◆ Labeled contour records:
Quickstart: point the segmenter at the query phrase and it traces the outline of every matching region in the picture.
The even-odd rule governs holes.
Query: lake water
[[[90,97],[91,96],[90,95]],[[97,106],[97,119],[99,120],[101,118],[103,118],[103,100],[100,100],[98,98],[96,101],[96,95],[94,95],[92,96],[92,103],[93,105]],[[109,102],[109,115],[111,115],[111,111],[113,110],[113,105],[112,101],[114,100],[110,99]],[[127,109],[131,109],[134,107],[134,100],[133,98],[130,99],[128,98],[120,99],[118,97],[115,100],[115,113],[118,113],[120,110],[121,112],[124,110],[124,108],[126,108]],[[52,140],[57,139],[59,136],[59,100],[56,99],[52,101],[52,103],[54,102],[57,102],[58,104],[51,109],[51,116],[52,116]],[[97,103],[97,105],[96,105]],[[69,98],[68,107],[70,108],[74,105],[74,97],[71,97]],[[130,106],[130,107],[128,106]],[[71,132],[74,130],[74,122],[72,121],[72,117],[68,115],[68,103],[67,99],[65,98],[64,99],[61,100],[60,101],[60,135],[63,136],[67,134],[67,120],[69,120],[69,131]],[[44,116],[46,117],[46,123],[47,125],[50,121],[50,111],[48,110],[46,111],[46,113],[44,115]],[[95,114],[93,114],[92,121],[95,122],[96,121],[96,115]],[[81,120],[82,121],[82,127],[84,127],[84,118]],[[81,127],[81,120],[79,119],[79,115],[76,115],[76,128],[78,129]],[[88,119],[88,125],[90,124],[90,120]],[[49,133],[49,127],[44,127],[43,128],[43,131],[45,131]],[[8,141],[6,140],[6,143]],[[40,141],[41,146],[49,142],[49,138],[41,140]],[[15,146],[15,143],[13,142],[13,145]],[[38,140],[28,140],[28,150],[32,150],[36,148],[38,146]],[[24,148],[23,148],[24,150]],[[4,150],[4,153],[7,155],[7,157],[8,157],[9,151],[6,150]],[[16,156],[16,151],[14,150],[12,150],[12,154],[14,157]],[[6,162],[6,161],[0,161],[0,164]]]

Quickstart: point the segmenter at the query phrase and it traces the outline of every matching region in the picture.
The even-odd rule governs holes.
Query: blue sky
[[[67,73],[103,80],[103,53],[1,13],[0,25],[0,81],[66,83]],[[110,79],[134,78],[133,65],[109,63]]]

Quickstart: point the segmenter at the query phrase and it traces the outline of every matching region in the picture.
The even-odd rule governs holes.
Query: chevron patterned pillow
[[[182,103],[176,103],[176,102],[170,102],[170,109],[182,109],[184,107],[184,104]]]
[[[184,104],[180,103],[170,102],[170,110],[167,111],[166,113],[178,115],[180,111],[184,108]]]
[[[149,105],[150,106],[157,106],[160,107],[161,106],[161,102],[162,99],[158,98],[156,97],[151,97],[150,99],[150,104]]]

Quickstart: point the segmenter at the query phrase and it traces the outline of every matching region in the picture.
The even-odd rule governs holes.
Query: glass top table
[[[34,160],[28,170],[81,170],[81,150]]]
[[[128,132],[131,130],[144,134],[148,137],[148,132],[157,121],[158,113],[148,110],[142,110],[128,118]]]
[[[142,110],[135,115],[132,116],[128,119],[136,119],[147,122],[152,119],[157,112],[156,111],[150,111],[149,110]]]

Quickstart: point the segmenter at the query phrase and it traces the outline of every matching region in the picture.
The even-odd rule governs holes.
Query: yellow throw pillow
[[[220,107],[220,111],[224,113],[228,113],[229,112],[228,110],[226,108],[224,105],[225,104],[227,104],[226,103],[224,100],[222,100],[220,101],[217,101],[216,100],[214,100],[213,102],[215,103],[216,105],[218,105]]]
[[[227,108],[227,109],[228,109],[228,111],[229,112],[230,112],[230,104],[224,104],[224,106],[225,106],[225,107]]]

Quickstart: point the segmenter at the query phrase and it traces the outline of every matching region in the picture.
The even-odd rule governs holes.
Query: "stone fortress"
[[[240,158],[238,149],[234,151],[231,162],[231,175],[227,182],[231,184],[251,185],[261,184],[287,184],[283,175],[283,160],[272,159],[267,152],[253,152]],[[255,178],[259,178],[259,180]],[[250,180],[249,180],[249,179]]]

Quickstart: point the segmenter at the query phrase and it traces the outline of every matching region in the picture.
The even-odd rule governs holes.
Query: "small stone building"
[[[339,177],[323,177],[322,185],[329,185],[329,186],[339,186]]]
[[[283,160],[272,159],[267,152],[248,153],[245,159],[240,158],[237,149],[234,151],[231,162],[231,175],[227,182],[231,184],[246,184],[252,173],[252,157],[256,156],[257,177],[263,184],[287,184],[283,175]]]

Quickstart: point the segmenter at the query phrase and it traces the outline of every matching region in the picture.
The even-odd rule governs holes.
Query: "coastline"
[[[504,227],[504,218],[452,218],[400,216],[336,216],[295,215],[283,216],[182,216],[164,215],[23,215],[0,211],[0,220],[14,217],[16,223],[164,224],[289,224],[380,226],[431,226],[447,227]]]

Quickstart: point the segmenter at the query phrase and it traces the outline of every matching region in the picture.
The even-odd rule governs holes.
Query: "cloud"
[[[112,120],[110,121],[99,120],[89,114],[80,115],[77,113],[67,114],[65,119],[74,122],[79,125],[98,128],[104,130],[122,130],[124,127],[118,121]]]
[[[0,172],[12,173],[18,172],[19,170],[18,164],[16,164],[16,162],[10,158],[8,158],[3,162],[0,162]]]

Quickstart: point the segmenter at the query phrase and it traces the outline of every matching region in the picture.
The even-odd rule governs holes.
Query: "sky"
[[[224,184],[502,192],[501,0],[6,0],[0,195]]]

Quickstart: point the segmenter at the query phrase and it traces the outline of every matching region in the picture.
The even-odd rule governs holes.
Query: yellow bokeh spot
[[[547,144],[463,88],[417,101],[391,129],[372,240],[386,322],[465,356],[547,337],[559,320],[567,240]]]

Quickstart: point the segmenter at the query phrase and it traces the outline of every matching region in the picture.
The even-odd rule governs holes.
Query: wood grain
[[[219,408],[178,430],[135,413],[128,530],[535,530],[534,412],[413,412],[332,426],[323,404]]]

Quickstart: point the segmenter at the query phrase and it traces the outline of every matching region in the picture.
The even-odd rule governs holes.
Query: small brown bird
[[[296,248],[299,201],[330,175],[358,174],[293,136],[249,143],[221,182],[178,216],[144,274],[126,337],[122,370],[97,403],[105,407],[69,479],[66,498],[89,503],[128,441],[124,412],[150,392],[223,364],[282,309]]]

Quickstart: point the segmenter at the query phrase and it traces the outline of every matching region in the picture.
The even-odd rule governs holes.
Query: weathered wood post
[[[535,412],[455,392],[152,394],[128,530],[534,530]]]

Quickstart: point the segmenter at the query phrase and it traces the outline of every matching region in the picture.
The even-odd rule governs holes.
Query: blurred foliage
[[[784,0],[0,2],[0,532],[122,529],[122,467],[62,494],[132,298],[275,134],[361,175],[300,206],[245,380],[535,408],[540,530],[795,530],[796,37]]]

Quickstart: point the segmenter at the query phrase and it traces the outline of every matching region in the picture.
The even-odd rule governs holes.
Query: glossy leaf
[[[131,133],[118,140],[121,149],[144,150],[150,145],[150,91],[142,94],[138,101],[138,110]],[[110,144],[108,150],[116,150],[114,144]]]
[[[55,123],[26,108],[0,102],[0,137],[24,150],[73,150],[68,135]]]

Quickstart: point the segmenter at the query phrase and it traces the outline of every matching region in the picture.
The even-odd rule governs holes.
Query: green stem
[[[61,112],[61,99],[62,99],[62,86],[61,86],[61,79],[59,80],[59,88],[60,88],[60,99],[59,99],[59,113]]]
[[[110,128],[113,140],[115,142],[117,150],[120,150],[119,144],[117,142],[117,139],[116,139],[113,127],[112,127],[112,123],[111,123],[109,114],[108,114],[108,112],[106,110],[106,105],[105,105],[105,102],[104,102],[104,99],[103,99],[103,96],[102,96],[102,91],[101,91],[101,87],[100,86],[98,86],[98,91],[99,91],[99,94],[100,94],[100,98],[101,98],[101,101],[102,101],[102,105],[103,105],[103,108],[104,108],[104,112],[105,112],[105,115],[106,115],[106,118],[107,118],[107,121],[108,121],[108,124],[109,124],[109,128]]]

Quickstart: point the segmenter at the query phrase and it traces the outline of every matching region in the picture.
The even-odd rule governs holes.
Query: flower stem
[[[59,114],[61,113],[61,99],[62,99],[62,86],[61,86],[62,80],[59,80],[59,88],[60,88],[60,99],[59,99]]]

◆ Your task: Copy the records from their start through the line with "Query: lake water", swapping "outline" for "boundary" and leaving everything else unchanged.

◆ Full output:
Quickstart: point the segmenter at the query phrase and it traces the boundary of every matching region in the picture.
The even-odd rule governs holes.
Query: lake water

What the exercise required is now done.